**Written exercise:** Condense the paragraph of the Pebble watch post that begins "The Pebble watch is not a replacement" into a short bulleted list that keeps its main facts.

**Page extract:**
Posts Tagged ‘smartphone’

Pebble Watch’s Limitations: They are Key

Tuesday, February 18th, 2014

Maybe it is supposed to be click-bait, or maybe Jared Newman (@OneJaredNewman) is sincerely confused. In his posting on ( he complains that the Pebble watch is too much work, and “Pebble’s new apps are no easier to reach than the phone in your pocket.”.

He misses the point.

The Pebble watch is not a replacement for his phone, it is an accessory. In fact without a Bluetooth link to a phone it loses most of its value. For anything that your phone is good at, your phone is good at it, and your phone wins!  Use your phone to play games, answer e-mail, read, take pictures, etc.

But there are some things that phones are not so good at. Telling the time, for example. Reaching into my pocket for that is silly. And the temperature: before I had my Pebble watch I found myself looking at my analog watch because I thought the temperature should be there. That was my hint that I should buy one finally.

It is somewhat ironic that phones are not good at telling us who is calling. When I am washing dishes and my Pebble vibrates I and can easily see whether it is my wife calling (dry off my hands and take the call) or not (keep washing dishes).

**Listing from a point labeling set:**

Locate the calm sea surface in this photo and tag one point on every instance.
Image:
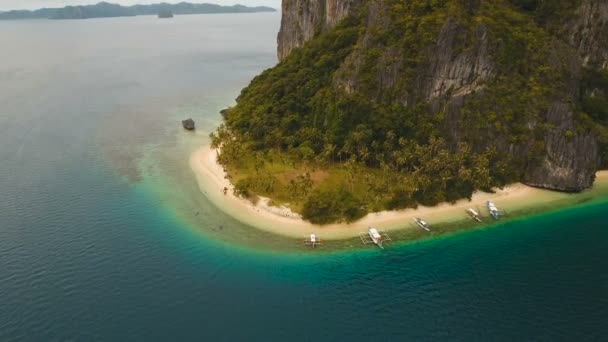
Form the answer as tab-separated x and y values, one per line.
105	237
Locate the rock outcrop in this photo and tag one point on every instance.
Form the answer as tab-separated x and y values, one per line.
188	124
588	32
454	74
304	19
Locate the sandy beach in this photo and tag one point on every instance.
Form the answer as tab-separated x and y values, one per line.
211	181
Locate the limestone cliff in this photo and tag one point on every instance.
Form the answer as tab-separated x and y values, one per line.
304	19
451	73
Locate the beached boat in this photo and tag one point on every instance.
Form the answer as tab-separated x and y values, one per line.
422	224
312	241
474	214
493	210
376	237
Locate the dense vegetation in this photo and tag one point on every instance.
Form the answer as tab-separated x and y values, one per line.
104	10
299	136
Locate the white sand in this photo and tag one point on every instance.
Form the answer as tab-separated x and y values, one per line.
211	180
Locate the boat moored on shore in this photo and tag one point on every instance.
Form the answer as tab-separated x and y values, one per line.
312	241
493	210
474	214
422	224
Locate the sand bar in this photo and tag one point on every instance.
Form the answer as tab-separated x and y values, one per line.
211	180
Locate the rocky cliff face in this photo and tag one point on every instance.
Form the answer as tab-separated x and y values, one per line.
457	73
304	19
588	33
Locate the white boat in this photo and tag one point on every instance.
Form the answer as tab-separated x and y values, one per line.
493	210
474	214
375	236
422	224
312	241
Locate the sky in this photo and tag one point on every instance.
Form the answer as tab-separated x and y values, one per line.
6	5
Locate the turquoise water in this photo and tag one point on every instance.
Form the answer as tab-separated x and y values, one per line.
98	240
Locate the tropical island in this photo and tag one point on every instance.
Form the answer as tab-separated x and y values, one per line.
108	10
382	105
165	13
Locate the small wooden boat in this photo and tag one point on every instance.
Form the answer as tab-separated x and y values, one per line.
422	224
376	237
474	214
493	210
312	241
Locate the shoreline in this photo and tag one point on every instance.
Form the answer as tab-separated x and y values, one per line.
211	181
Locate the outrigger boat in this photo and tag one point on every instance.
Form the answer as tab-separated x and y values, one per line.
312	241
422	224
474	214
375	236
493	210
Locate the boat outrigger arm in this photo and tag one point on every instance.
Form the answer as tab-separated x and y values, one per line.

**Result of the task:**
- The Pebble watch is an accessory, not a replacement for a phone.
- Without a Bluetooth link to a phone, it loses most of its value.
- For anything a phone is good at, the phone wins.
- Use the phone for games, e-mail, reading, taking pictures, and similar tasks.